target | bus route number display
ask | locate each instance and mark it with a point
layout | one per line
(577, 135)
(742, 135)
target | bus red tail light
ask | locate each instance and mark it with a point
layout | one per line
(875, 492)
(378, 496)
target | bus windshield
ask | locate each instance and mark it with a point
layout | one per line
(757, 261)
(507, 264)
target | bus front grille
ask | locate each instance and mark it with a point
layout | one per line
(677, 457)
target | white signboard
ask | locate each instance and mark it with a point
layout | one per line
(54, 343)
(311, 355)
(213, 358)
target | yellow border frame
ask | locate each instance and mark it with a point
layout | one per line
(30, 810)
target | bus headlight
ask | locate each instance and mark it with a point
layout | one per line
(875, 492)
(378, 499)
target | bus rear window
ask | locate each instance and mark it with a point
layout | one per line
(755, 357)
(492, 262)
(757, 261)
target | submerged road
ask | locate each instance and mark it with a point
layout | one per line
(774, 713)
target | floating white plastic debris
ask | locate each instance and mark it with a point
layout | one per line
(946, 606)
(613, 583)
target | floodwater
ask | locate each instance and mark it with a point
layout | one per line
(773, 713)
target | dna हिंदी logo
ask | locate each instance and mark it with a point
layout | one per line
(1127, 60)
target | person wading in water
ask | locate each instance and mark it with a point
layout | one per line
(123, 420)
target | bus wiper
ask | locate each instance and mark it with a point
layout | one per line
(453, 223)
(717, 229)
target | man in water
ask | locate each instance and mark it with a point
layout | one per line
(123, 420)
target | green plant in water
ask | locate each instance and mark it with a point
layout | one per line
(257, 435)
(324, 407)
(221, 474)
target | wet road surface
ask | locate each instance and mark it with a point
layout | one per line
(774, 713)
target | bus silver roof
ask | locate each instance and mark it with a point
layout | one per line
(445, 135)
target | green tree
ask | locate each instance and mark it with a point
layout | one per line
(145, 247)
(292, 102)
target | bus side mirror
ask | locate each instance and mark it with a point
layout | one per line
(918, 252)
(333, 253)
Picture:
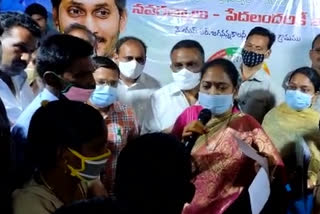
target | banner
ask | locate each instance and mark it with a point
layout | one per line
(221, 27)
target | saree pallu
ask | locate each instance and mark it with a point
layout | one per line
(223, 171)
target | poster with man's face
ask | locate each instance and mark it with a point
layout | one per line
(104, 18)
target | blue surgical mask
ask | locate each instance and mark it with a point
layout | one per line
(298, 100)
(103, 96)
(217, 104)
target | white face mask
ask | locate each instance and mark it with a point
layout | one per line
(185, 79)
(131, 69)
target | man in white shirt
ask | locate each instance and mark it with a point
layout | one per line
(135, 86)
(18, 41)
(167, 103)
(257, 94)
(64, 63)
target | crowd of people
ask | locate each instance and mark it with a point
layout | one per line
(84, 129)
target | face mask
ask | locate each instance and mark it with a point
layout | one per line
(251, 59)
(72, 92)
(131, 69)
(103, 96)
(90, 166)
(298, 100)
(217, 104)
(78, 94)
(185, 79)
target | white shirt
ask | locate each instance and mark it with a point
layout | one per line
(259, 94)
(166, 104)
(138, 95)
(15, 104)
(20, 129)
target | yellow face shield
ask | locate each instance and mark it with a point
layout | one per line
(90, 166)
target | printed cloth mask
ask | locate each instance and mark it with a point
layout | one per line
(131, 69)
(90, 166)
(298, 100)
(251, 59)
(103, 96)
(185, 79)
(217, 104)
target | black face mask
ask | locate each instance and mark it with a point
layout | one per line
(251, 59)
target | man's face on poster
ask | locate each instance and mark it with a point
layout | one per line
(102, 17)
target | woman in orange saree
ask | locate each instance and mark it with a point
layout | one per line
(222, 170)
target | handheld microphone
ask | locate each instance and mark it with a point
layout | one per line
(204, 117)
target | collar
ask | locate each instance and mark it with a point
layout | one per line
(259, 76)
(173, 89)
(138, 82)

================================

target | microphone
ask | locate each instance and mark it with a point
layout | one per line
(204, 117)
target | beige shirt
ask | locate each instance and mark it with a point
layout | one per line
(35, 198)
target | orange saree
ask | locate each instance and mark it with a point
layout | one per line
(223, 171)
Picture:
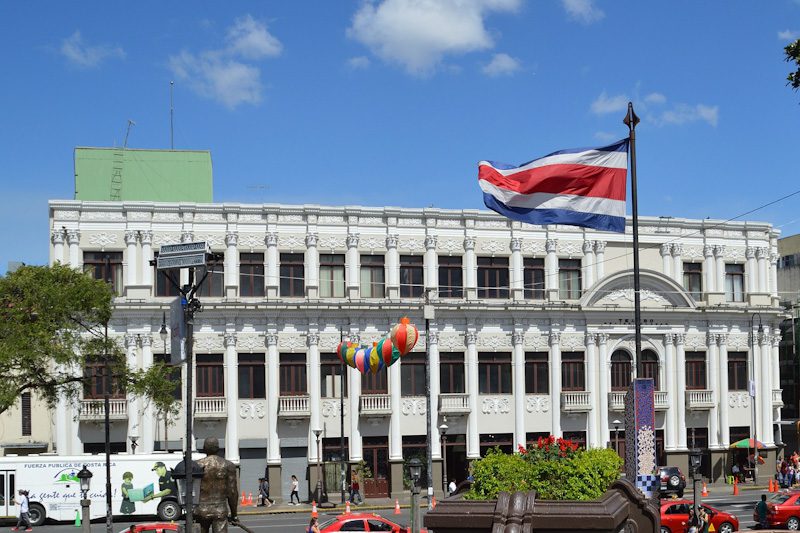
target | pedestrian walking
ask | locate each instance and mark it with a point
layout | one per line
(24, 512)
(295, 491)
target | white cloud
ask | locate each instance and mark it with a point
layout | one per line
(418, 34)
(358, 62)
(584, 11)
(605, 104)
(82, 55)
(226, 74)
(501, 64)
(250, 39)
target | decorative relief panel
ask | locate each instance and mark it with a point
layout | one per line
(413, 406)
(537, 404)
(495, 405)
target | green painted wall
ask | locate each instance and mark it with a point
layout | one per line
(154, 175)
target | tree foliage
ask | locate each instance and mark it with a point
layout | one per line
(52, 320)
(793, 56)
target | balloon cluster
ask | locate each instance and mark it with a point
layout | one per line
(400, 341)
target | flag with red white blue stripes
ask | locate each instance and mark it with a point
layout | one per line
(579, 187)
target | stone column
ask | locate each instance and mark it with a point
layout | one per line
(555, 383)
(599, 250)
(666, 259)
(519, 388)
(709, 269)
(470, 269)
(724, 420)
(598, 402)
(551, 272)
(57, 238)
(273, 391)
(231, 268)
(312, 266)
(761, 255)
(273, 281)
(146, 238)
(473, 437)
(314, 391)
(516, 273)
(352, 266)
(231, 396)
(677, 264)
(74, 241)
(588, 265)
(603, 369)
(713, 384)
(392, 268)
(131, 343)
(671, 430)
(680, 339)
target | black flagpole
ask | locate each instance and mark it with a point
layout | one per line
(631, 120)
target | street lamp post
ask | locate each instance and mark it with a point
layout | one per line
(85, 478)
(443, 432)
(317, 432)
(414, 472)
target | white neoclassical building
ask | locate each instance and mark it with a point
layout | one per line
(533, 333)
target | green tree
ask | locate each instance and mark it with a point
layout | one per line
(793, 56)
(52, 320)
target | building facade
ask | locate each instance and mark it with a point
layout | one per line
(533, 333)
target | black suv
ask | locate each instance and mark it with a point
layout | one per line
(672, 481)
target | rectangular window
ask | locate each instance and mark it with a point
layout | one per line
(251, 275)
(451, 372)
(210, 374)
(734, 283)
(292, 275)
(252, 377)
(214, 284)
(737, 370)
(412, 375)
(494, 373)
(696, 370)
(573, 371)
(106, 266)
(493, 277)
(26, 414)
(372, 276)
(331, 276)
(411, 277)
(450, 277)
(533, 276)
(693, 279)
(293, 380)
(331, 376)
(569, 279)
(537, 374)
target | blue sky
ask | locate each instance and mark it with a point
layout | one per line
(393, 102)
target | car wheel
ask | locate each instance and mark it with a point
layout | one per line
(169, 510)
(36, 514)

================================

Which lines in the records above contain the word "blue"? Copy out each one in full.

Exercise result>
target | blue surgical mask
target | flag with red white blue stripes
target | blue sky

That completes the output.